• 読む文章
● ● ● ●
プロフィール

こんにちは。
洗濯したきりそのことを忘れて、夜に思い出して干すのはまだいいほう。洗濯をしようとしたら、前の日にかけた洗濯物が、洗濯機に入ったまま乾き始めていたことさえよくある、林真未です。

ここでは、そんな人間が幸せな子育てのヒントをお届けできるのか?!という疑念にお応えします。

子育てが苦手だから家族支援が得意なのだ

まずはこちらのマンガを。

こんなふうに、仕事に夢中になってPCの前から離れられず、夕飯作りがずれ込むなんていうのはよくある話。
でも、だから簡単な料理で済ませようという融通性はない。
もういい時間だというのに、子どもがおなかをすかせて待っているのに、「やはり自然食品で育てないと」というこだわりを捨てられない要領の悪さ。

私の子育ては、仕事を始める以前から、一事が万事こんな感じ。
● ● ● ●
• 提供リスト
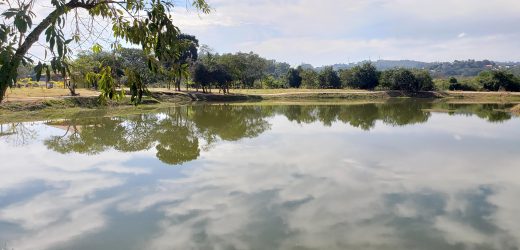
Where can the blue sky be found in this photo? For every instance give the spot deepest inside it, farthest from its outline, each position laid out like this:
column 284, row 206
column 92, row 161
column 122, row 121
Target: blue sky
column 341, row 31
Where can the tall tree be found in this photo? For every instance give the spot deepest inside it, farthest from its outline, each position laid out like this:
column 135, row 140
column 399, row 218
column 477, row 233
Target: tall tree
column 364, row 76
column 147, row 23
column 294, row 79
column 179, row 67
column 329, row 79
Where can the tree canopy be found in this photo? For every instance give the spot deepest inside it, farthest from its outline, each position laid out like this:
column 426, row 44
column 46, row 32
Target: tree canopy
column 147, row 23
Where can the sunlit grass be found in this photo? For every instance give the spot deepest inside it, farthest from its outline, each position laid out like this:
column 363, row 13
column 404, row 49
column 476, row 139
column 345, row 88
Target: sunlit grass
column 15, row 94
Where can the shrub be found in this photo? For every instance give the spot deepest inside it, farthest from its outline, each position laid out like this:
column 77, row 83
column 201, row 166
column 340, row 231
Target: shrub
column 364, row 77
column 499, row 80
column 461, row 86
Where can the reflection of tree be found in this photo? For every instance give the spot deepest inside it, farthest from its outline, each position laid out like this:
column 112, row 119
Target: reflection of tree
column 491, row 112
column 405, row 113
column 176, row 140
column 229, row 122
column 174, row 133
column 363, row 116
column 17, row 134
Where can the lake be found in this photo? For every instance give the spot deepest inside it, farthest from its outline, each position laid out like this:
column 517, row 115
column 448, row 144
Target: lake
column 402, row 174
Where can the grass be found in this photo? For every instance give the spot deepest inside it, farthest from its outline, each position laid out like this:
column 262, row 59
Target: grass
column 516, row 109
column 24, row 104
column 42, row 93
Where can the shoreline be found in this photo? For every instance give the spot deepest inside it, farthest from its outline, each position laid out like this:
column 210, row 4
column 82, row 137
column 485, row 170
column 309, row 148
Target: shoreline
column 56, row 108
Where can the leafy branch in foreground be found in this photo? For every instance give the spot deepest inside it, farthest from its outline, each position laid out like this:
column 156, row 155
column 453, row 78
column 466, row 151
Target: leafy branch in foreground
column 147, row 23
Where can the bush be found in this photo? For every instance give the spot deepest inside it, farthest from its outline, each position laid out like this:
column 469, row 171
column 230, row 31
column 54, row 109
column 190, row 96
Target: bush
column 364, row 77
column 499, row 80
column 461, row 86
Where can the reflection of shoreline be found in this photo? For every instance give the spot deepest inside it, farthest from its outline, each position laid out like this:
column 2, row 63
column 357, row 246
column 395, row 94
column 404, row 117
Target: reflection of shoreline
column 302, row 186
column 175, row 133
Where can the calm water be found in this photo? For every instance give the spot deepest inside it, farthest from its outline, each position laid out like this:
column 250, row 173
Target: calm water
column 400, row 175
● ● ● ●
• やること
**a)** プロフィール文のうち、「洗濯したきりそのことを忘れて」で始まり「まずはこちらのマンガを。」まで続く部分を、一字も変えずに返すこと。
**b)** プロフィール文に出てくる、「洗濯」の字を含む語を重複なしですべて挙げよ。
**c)** プロフィール文の最後の文の後に続く内容を書くこと。
リストは使わなくてよい。

• 各課題の回答
**a)**
洗濯したきりそのことを忘れて、夜に思い出して干すのはまだいいほう。洗濯をしようとしたら、前の日にかけた洗濯物が、洗濯機に入ったまま乾き始めていたことさえよくある、林真未です。

ここでは、そんな人間が幸せな子育てのヒントをお届けできるのか?!という疑念にお応えします。

子育てが苦手だから家族支援が得意なのだ

まずはこちらのマンガを。

**b)** 洗濯、洗濯物、洗濯機

**c)**
たとえば、毎日寝る前に読み聞かせをしよう!と心に決めても、いろいろ雑用を片付けていたら、それで時間が遅くなって、気づいたら子どもがソファで寝ちゃっていたりするわけですよ(笑)。

自分では一所懸命やっているつもりなのに、能力が追い付いていないというか。
そのくせ、子育てへのこだわりは人一倍強くて、でも、頑張ってもそんな感じだから、うまくいかなくて落ち込むことばかり。

けれど、家族支援と子育て支援プロフィール記事でご紹介したように、私が子育てしていた頃の子育て講座の講師は、

lecturer
lecturer
こうやったらよい子に育つのでこうしなさい。

っていう人ばかりで、だれも私の

mami
mami
うまくやりたいのに、うまくやれない

というもどかしい気持ちに応えてくれません。
そこで、

mami
mami
誰も言ってくれないなら私が言ったるわい!

ってなっちゃったんですよねー。そして、このようなことに。

アメリカの家族支援者向けの本にも、こう書いてありましたよ。

親(子育てする人)は、正しい情報よりも、まず共感がほしい。

というわけで、家族支援者・子育て支援者は、子育てが上手だから、それをレクチャーするのだと誤解されがちなんですが、実は、子育てが下手な人ほど家族支援の素養がある、と私は思っています! ←自分に都合のいい論理(笑)。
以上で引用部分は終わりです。